- WHAT NEEDS TO BE DONE: Copy every one of the items below line for line, with no changes.

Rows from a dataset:
----------------

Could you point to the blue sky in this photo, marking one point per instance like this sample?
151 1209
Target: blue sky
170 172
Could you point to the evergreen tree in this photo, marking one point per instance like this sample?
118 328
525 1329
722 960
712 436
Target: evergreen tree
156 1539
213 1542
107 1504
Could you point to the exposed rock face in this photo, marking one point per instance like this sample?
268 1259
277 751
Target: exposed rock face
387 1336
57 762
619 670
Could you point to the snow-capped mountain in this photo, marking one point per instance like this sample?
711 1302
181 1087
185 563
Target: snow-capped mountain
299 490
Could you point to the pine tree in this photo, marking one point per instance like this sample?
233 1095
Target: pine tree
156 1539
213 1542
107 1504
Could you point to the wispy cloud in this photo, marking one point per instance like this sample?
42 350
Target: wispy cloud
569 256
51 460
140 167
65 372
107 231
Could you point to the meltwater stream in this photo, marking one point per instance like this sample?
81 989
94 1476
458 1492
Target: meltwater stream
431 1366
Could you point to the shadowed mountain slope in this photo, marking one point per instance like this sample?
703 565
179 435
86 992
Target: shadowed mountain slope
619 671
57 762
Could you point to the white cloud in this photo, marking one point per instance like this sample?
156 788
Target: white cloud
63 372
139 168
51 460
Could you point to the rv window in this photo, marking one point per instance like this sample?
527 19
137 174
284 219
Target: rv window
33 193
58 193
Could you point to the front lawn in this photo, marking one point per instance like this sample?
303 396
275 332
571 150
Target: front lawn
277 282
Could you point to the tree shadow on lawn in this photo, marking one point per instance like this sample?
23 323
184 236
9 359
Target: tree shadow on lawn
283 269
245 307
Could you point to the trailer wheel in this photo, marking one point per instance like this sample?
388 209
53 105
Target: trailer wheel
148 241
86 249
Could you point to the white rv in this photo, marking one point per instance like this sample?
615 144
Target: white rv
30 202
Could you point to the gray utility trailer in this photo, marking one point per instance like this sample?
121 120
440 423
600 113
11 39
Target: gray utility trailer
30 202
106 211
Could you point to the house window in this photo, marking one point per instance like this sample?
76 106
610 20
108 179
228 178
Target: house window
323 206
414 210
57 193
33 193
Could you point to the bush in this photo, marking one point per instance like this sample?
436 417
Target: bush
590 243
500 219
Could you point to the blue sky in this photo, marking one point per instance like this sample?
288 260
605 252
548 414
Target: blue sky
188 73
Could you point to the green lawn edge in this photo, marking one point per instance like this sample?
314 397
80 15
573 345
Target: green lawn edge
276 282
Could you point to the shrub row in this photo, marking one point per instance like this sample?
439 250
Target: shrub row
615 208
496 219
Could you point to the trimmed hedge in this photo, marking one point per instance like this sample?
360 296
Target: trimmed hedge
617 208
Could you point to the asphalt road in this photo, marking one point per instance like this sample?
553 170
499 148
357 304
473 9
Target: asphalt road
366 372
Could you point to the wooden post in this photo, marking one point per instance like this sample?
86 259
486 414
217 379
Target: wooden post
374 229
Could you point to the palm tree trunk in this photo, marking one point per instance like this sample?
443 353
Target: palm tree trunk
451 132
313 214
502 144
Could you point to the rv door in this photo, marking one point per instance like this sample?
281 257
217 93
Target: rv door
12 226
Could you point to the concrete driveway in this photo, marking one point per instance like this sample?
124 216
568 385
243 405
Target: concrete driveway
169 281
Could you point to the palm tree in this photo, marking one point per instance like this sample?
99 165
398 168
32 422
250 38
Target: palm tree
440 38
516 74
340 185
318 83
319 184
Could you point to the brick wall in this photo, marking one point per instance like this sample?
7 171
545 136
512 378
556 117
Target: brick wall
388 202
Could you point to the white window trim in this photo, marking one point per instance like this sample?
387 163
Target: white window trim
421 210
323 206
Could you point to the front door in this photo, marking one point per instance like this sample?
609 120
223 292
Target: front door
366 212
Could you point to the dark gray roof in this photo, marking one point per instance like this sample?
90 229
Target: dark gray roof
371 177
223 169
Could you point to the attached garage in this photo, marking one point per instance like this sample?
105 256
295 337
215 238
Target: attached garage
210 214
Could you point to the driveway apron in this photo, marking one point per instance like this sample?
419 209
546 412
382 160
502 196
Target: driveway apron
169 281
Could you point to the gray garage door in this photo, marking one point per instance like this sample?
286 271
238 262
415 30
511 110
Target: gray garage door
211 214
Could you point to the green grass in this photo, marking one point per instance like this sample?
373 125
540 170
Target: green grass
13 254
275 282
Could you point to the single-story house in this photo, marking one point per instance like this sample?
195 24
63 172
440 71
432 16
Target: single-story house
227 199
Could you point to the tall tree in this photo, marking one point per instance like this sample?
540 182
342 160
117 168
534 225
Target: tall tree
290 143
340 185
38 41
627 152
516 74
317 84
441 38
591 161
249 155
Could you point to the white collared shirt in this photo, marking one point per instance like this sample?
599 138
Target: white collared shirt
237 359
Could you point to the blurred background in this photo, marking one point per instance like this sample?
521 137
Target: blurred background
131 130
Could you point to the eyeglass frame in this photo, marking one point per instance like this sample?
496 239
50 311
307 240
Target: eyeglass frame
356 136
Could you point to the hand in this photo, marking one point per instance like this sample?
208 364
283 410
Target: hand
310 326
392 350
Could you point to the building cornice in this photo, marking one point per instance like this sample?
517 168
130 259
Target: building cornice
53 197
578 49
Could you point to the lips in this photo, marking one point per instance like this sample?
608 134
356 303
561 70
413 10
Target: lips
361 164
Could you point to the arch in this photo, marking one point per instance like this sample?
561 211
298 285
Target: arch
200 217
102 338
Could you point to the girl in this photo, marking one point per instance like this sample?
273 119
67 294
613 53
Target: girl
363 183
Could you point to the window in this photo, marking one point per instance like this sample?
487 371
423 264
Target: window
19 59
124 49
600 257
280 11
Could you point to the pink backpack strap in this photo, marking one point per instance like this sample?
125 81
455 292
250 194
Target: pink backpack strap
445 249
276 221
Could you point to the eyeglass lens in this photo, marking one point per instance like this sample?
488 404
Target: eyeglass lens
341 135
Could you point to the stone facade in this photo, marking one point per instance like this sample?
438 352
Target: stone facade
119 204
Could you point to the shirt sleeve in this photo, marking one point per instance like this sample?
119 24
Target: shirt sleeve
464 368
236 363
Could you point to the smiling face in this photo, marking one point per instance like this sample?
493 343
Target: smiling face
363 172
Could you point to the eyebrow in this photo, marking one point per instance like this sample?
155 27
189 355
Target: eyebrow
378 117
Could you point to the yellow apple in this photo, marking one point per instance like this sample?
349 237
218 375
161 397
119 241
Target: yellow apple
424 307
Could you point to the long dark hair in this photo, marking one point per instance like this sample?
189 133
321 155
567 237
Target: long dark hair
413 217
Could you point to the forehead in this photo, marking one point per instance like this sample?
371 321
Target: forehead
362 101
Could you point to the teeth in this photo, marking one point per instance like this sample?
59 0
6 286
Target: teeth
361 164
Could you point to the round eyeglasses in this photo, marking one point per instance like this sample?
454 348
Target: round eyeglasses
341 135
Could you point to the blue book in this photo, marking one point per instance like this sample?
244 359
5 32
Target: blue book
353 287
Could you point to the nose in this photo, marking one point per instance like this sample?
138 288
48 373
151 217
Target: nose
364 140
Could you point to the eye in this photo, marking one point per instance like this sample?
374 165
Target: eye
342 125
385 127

----------------

- ANSWER:
Could you point to the blue sky in this photo, marking one point per instance like this sample?
151 1209
Target: blue sky
170 172
Could you point to the evergreen tree in this photo, marking one point per instance like this sample?
118 328
525 1329
722 960
712 436
Target: evergreen tree
156 1539
213 1542
107 1504
Could you point to the exposed rock face in this photo, marking one point per instance like this sample?
268 1259
277 751
Target: exposed rock face
387 1336
57 762
619 670
Could you point to the snow-capped mountain in this photo, marking one point per instance like this sample?
711 1302
181 1087
185 563
Target: snow-capped mountain
299 490
Could you point to the pine tree in this photo, marking one point per instance like this sample?
233 1095
Target: pine tree
156 1539
213 1542
107 1504
Could you point to the wispy cloud in this photo, marking one point per instance like this sample?
42 350
Target: wispy cloud
569 256
51 460
140 167
65 372
107 231
Could you point to the meltwater stream in this photo, marking one point per instance like this sample?
81 989
94 1476
458 1492
Target: meltwater stream
431 1366
Could you point to the shadowed mountain slope in this photo, marking one point per instance like this sample?
703 565
179 435
86 992
Target: shadowed mountain slope
619 671
57 762
Could you point to the white cloud in this photo, marking one point per instance like this sample?
156 788
Target: white cloud
63 372
139 168
51 460
Could you point to the rv window in this photo, marking one point per instance like this sample?
527 19
137 174
284 219
Target: rv window
33 193
58 193
Could you point to the front lawn in this photo, marking one point per instance like this sample?
303 396
275 332
571 150
Target: front lawn
277 282
Could you point to the tree shadow on lawn in this photo, marking one point per instance like this sample?
23 323
184 236
9 359
Target: tree shadow on lawn
283 269
245 307
Could you point to the trailer wheel in this photo, marking one point per instance like this sample?
388 209
53 105
Target: trailer wheel
148 241
86 249
Could you point to the white rv in this photo, marking one point per instance like this sample?
615 144
Target: white rv
30 202
Could you point to the gray utility trailer in this photo, marking one point per instance like this sample?
121 120
440 423
600 113
11 39
Target: gray utility trailer
30 202
106 211
Could you point to the house window in this photo, marking one point per instance like this sample?
76 106
610 20
108 179
228 178
Target: house window
323 206
414 210
57 193
33 193
Could you point to the bush in this photo, marking one point per instance like this sample?
436 417
Target: bush
590 243
500 219
Could you point to the blue sky in this photo, marking one point per instance like this sample?
288 260
605 252
548 414
Target: blue sky
188 73
Could you point to the green lawn edge in this photo, marking one point per instance like this sample?
314 397
80 15
573 345
Target: green lawn edge
276 282
Could you point to the shrub row in this photo, marking one point per instance like this sample?
439 250
Target: shrub row
615 208
496 219
Could you point to the trimmed hedge in this photo, marking one point per instance like this sample?
360 296
Target: trimmed hedge
617 208
Could you point to the asphalt road in this photo, marking one point per instance like this sample?
553 170
499 148
357 304
473 9
Target: asphalt road
366 372
Could you point to the wooden post in this photo, marking one point per instance like this sample?
86 259
486 414
217 379
Target: wooden post
374 229
Could you point to the palm tree trunk in this photo, marking one point per instance like this sample?
443 353
Target: palm tree trunk
451 132
313 214
502 144
Could you point to the rv door in this photo, marking one point per instance like this sample?
281 257
217 93
Target: rv door
12 226
Could you point to the concrete driveway in this photo, marking one point per instance like this sample?
124 216
568 385
243 405
Target: concrete driveway
169 281
Could you point to the palm tree in this photo, marking one point per instance like this sample?
99 165
398 168
32 422
250 38
Target: palm tree
440 38
516 74
340 185
318 83
319 184
Could you point to the brick wall in this photo, marking one point per instance like this sample?
7 171
545 136
512 378
556 117
Target: brick wall
388 202
Could you point to the white window trim in this photo, marking one point per instance like this sample?
387 163
Target: white window trim
421 210
323 206
Could you point to the front door in this photo, marking one point per instance like this sample?
609 120
223 292
Target: front door
366 212
Could you point to the dark gray roof in this photo, marking one point per instance like this sample?
90 229
Target: dark gray roof
371 177
223 169
Could you point to the attached garage in this photo, marking one point per instance like this sample?
105 256
295 337
215 238
Target: attached garage
210 214
Could you point to the driveway apron in this photo, marking one point per instance like this sample?
419 209
546 412
382 160
502 196
Target: driveway apron
169 281
Could you point to the gray garage door in this photo, marking one point per instance like this sample?
286 271
238 262
415 30
511 110
Target: gray garage door
211 214
Could you point to the green grass in this photo, marking one point per instance like this sample?
373 125
540 170
Target: green grass
13 254
275 282
Could you point to the single-story house in this photo, marking one point per instance like this sample?
195 24
63 172
440 71
432 16
Target: single-story house
227 199
Could you point to the tall tree in this photo, marking one point per instance like this sample?
540 182
342 160
117 168
534 225
Target: tall tree
290 143
340 185
38 41
627 152
516 74
317 84
441 38
591 161
249 155
Could you point to the white collared shirt in this photo, marking one point per instance like this sample?
599 138
Target: white collared shirt
237 359
Could you point to the blurred background in this photo, marking one point per instance like this sample?
521 137
Target: blurred background
131 130
Could you point to the eyeglass frame in this photo, marking one point per instance like this sample?
496 239
50 311
307 240
Target: eyeglass frame
356 136
Could you point to the hand in this photo, marking one point per instance like this sample?
208 364
283 410
Target: hand
310 326
392 350
Could you point to the building cornice in this photo, marking one point per instance like this sample?
517 168
130 259
Target: building cornice
53 197
578 49
Could you point to the lips in this photo, marking one point per instance like this sample?
608 134
356 303
561 70
413 10
Target: lips
361 164
Could you point to the arch in this photo, marking one point per instance like this sample?
561 211
298 285
Target: arch
200 217
102 338
Could you point to the girl in this photo, marking one point per instance like this sample?
273 119
67 294
613 53
Target: girl
363 183
Could you point to the window in this photo, marking one point per instance like this sample?
487 371
423 264
Target: window
19 59
124 49
600 257
280 11
Could you point to the pink backpack strap in this photo, marking one point per instance like this sample?
125 81
455 292
250 194
Target: pink backpack strap
445 249
276 221
Could you point to the eyeglass lens in this photo, marking one point per instance like this sample?
488 404
Target: eyeglass lens
341 135
Could you point to the stone facade in this photo, marking one point per instance like this sample?
438 352
Target: stone facade
119 204
Could you point to the shirt sleeve in this photo, marking one point per instance like this sample?
119 24
Target: shirt sleeve
464 368
236 363
Could you point to the smiling face in this photo, marking one point per instance like this sample?
493 343
Target: smiling face
363 172
Could you point to the eyebrow in this photo, marking one point per instance like this sample?
155 27
189 355
Target: eyebrow
378 117
Could you point to the yellow apple in this photo, marking one point per instance like this sample?
349 237
218 375
161 397
119 241
Target: yellow apple
424 307
Could you point to the long dark hair in this photo, marking one point per instance like this sample?
189 133
321 155
567 237
Target: long dark hair
413 217
Could you point to the forehead in this photo, marking one point per instance like this sample?
371 321
Target: forehead
362 101
Could you point to the teeth in this photo, marking one point per instance like this sample?
59 0
6 286
Target: teeth
361 164
Could you point to the round eyeglasses in this photo, marking one point per instance like this sample?
454 348
Target: round eyeglasses
341 135
Could you point to the blue book in this photo, marking one point per instance like this sample?
244 359
5 32
Target: blue book
353 287
Could you point to the nose in this photo, marking one point per instance like this sample?
138 288
48 373
151 217
Target: nose
364 140
Could you point to the eye in this photo, marking one point per instance like this sample?
374 165
Target: eye
342 125
385 127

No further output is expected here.